---------- PASSAGE ----------

Mainak Bhaumik is a Bengali film director and editor. He made his directorial debut with 2006 Bengali film Aamra.In 2012, he made another Bengali film Bedroom, a dark ensemble film about the new generation of young Indians. His critically and commercially successful movies are Maach Mishti & More, Bibaho Diaries, Generation Ami, Cheeni, Ekannoborti.

Biography 
Bhaumik started his career in 1998 by directing a short film His Life - Her Story which won an award at Florida Film Festival. In 2006 he made his first Bengali film Aamra. In 2012, he made another Bengali film Bedroom, a dark ensemble film about the new generation of young Indians who struggle with depression, failure and identity crises in a Facebook savvy world that is obsessed with picture perfect lives. In 2013, Bhaumik released the feature film Maach Mishti and More (Fish, Sweets and More)which he refers to as his 'love-letter' to his city of Kolkata (Bengal) telling the story of the loves and lives of three brothers in a Bengali family. Also released in 2013 was Aami Aar Amaar Girlfriends (Me and My Girlfriends) a coming-of-age movie about the lives of three Indian girls who cling to their friendship in times of trouble. While celebrating the lighter side of 'girl world', the film also ventures into a darker slice of life, with the main plot of a school teacher who has an extra-marital affair with one of her students, who is a minor. In 2014, his feature film Take One, is about a modern Indian woman, an actress who plays the Hindu mythological character Sita, and is judged harshly by Indian society because of her sexual indiscretions. But unlike Sita, who was forced by society into exile, the actress rejects hypocritical society's unfair judgment of her and withdraws voluntarily into her private exile.

----------

PROBLEM>
Return the part of the passage on Mainak Bhaumik that starts at the words "Mainak Bhaumik is" and ends after the words "Ami, Cheeni, Ekannoborti.", copied word for word.

---------- DATASET EXCERPTS ----------

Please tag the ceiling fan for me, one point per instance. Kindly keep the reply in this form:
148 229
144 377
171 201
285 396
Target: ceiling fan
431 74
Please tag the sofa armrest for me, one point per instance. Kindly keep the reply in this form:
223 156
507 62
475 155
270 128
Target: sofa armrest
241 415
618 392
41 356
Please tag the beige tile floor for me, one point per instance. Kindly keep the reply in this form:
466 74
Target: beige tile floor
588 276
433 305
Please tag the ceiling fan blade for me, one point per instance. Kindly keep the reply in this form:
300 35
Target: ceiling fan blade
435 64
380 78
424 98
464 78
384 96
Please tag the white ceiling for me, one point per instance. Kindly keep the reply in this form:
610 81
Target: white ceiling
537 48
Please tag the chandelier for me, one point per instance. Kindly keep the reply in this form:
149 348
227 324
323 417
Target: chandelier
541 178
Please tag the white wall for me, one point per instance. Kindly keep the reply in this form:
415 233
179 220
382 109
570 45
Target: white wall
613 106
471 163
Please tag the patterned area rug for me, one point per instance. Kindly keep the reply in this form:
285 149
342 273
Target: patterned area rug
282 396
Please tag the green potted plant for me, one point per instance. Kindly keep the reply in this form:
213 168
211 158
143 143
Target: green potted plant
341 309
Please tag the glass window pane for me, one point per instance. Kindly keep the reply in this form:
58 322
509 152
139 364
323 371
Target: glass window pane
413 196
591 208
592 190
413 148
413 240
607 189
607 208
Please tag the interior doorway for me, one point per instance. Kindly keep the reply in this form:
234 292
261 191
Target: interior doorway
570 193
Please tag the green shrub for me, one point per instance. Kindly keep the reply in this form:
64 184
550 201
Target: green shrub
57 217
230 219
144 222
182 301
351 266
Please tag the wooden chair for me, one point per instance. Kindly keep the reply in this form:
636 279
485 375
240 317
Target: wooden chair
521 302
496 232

----------
---------- DATASET EXCERPTS ----------

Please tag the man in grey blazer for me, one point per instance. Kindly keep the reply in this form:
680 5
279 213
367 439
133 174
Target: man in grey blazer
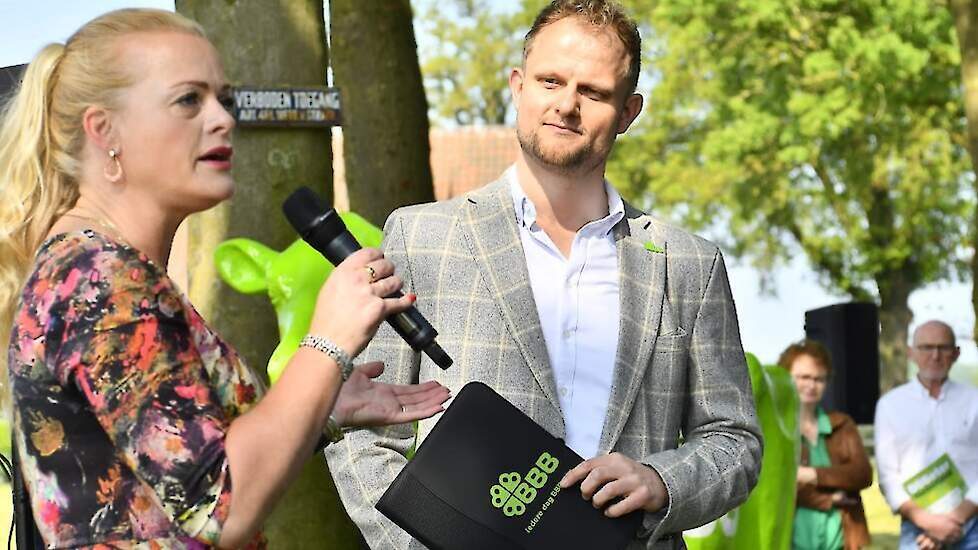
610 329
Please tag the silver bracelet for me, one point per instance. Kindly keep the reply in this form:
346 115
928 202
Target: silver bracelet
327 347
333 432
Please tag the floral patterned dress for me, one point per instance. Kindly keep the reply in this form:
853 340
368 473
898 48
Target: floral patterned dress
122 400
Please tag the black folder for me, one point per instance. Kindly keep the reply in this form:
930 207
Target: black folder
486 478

----------

COMPLETED TASK>
Mainak Bhaumik is a Bengali film director and editor. He made his directorial debut with 2006 Bengali film Aamra.In 2012, he made another Bengali film Bedroom, a dark ensemble film about the new generation of young Indians. His critically and commercially successful movies are Maach Mishti & More, Bibaho Diaries, Generation Ami, Cheeni, Ekannoborti.